== EXTRACTED ENTRIES ==
[Start of Attachment]
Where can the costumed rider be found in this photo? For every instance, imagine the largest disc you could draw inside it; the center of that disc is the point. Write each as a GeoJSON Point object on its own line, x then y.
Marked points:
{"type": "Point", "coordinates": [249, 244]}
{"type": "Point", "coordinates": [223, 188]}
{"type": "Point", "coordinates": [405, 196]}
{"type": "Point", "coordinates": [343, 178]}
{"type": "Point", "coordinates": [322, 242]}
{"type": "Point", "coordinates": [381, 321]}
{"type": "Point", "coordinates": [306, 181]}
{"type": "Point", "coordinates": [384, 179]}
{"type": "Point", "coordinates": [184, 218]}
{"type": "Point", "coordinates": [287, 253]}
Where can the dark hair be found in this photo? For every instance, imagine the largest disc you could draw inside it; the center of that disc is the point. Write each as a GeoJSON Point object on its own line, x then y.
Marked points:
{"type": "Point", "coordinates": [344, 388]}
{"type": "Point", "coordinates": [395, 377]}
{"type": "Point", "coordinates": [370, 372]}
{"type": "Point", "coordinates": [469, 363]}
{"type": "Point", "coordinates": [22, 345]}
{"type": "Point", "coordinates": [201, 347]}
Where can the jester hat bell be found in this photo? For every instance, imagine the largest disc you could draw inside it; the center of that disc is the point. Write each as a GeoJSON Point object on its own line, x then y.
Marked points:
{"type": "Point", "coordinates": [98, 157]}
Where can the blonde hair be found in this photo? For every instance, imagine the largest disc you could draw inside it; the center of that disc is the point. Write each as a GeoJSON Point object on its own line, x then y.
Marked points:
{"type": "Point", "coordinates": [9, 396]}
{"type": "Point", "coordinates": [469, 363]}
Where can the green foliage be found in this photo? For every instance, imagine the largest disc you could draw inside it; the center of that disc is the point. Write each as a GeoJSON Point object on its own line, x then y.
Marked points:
[End of Attachment]
== ASSIGNED TASK ==
Among the lines above, please find those with "largest" and copy them.

== ANSWER BELOW ==
Where can the costumed rider be found in this photo? For every instance, imagine the largest disc you could draw inside it; the center of that disc is the point. Write each as a GeoJSON Point object on its own line, x then y.
Where can the dark hair be found in this photo? For every instance, imagine the largest disc you could draw inside it; the center of that disc is the point. Write each as a GeoJSON Point object on its own line, x then y.
Where can the jester hat bell be found in this photo? For every instance, imagine the largest disc you could draw inside it; the center of that disc is the point. Write each as a GeoJSON Point object on its own line, x then y.
Where can the blonde hair be found in this photo? For every instance, imagine the largest disc you could draw inside it; the center of that disc is the point. Write each as a GeoJSON Point object on its own line, x then y.
Where can the green foliage be found in this photo? For every instance, imagine the largest disc you could draw inside it; the center of that disc is the point. Write each as a GeoJSON Point object on its own line, x then y.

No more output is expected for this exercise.